◆ **REQUIRED TASKS**
• A. Condense the paragraph starting "During the day, his crate" in the sleeping-arrangements post into a short list that keeps its main facts.
• B. From the sleeping-arrangements post, quote word for word the part that opens with the words containing "My youngest son" and closes with "by our allergist).".

== EXCERPT

# Sleeping arrangements



## Ecf1216 (Jun 3, 2012)

Our puppy will be coming home next month at 8 weeks old.  I am thinking ahead to how we will handle sleeping arrangements and would love some advice. 

During the day, his crate will be in our family room/kitchen area on the main floor of our house. Will it be ok to tuck him in there to sleep at night when we go upstairs to our bedrooms? I will use a baby monitor at night so I can hear him when he wakes to potty. 

My youngest son and I are allergic to dogs, but we've been spending time with different Havanese and haven't had any issues. Even so, I think it will be best to keep the puppy/dog out of the bedrooms (also recommended by our allergist).

Don't get me wrong... I would love nothing more than to have him snuggled in my bed (once he's potty trained!), but I can also see the benefit of our sleeping quarters being dog-free zones.

My concern, of course, is the puppy's well-being. I know that Havanese really like to be near their people, and I don't want him to suffer any emotional harm. If it's a matter of a few rough nights until he gets used to things, that's fine. But if it's going to be a problem that causes anxiety, I'll find another option.

====
== INFORMATION SUPPLIED

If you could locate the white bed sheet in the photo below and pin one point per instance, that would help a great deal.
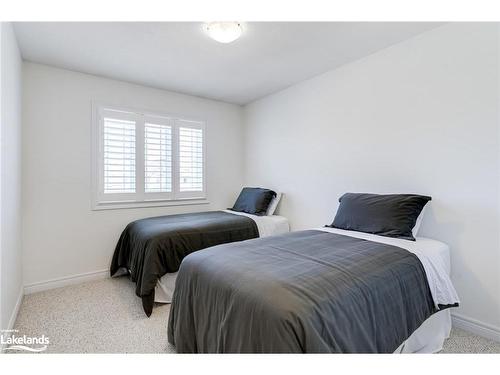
(271, 225)
(434, 256)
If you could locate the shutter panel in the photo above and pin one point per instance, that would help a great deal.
(191, 158)
(157, 158)
(119, 156)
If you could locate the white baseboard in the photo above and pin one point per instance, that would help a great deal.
(474, 326)
(13, 317)
(64, 281)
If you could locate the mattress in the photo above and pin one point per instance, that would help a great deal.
(268, 226)
(430, 336)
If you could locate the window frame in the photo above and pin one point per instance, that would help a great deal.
(103, 201)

====

◆ **ANSWER SET**
• A.
- During the day, the puppy's crate will be in the family room/kitchen area on the main floor.
- The question is whether he can sleep in it there at night while the family goes upstairs to the bedrooms.
- A baby monitor will be used at night to hear him when he wakes to potty.

• B.
My youngest son and I are allergic to dogs, but we've been spending time with different Havanese and haven't had any issues. Even so, I think it will be best to keep the puppy/dog out of the bedrooms (also recommended by our allergist).